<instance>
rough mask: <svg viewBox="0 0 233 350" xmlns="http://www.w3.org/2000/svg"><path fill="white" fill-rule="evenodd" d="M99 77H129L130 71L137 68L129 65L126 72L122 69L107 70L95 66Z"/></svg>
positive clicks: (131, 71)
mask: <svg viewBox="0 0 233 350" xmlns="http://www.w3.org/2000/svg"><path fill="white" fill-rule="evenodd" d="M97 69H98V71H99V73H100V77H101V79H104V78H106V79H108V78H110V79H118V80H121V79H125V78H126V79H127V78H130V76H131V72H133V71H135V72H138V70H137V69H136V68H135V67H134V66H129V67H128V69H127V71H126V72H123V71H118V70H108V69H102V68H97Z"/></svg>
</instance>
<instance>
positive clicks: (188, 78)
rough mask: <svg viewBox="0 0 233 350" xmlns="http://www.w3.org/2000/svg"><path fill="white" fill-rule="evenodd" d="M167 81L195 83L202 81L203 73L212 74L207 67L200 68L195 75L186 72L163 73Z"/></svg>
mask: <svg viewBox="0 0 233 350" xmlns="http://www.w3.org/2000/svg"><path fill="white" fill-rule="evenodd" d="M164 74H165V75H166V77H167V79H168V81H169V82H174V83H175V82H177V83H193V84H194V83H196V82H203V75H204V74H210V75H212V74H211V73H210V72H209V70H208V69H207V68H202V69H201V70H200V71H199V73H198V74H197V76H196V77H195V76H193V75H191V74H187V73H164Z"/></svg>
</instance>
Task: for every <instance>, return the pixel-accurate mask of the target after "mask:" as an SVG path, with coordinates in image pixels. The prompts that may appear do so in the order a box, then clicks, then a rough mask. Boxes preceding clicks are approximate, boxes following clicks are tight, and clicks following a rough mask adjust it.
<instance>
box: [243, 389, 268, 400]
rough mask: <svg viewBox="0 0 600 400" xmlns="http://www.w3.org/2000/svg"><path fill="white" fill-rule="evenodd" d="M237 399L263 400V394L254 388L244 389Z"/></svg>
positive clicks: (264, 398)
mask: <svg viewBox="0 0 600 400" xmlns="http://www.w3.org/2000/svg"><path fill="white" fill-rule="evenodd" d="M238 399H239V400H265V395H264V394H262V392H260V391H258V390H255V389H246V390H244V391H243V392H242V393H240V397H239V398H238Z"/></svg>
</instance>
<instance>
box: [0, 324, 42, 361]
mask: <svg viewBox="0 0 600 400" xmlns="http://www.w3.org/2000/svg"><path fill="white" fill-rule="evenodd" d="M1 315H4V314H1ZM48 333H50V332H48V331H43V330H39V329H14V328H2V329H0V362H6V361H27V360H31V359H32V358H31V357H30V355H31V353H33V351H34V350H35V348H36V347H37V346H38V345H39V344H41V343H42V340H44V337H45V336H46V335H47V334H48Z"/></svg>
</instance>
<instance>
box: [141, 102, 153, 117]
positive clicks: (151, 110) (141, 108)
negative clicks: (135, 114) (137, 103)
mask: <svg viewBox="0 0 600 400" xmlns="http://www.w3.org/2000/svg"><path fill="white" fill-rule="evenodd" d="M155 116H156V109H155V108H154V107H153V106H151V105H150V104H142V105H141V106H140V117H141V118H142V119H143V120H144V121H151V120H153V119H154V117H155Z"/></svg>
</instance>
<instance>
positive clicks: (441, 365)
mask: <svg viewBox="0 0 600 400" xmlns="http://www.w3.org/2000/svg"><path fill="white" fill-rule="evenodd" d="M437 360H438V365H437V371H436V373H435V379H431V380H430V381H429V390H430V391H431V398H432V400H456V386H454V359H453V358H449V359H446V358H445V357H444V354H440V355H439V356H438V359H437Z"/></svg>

══════════════════════════════

> _What this task involves_
Retype the items from their first line through the line containing "positive clicks: (131, 71)", including that line, and copy every character without change.

> _Exercise answer_
<instance>
rough mask: <svg viewBox="0 0 233 350" xmlns="http://www.w3.org/2000/svg"><path fill="white" fill-rule="evenodd" d="M99 77H129L130 71L137 68L129 65L126 72L122 69L107 70L95 66Z"/></svg>
positive clicks: (131, 71)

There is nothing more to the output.